◆ Task to carry out: Given the records below, transcribe each of them exactly.

◆ Data provided:
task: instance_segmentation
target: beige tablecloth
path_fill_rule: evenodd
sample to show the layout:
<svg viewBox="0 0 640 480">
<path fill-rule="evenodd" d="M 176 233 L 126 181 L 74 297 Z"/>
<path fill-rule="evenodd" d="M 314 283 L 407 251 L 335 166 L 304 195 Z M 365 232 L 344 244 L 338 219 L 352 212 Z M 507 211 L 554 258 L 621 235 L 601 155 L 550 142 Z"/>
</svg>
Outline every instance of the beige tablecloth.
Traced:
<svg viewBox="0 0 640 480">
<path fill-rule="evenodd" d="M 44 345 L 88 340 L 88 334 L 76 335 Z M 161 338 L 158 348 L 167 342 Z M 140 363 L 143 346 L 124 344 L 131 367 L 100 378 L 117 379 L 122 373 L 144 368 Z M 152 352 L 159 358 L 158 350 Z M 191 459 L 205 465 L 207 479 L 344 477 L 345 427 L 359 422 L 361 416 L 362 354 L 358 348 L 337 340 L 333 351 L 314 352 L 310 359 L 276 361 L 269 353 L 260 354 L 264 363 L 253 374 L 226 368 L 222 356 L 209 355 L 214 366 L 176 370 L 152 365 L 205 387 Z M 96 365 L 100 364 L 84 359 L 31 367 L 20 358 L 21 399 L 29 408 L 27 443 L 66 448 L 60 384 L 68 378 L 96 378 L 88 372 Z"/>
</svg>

◆ Solution to this problem:
task: instance_segmentation
target: beige tablecloth
path_fill_rule: evenodd
sample to show the layout:
<svg viewBox="0 0 640 480">
<path fill-rule="evenodd" d="M 176 233 L 126 181 L 74 297 Z"/>
<path fill-rule="evenodd" d="M 314 283 L 407 251 L 335 166 L 304 195 Z M 365 232 L 344 244 L 338 219 L 352 212 Z M 507 211 L 554 258 L 621 235 L 601 155 L 550 142 Z"/>
</svg>
Outline every instance of the beige tablecloth.
Traced:
<svg viewBox="0 0 640 480">
<path fill-rule="evenodd" d="M 44 345 L 88 340 L 88 334 L 76 335 Z M 161 338 L 158 348 L 167 342 Z M 140 363 L 143 346 L 124 344 L 131 367 L 100 378 L 117 379 L 122 373 L 144 368 Z M 152 352 L 159 358 L 158 350 Z M 191 459 L 205 465 L 207 479 L 344 477 L 345 427 L 359 422 L 361 416 L 362 354 L 358 348 L 337 340 L 333 351 L 314 352 L 310 359 L 276 361 L 269 353 L 260 354 L 264 363 L 253 374 L 226 368 L 222 356 L 209 355 L 214 366 L 176 370 L 152 365 L 205 387 Z M 96 365 L 100 364 L 84 359 L 31 367 L 20 358 L 21 399 L 29 408 L 27 443 L 66 448 L 60 384 L 68 378 L 96 378 L 88 372 Z"/>
</svg>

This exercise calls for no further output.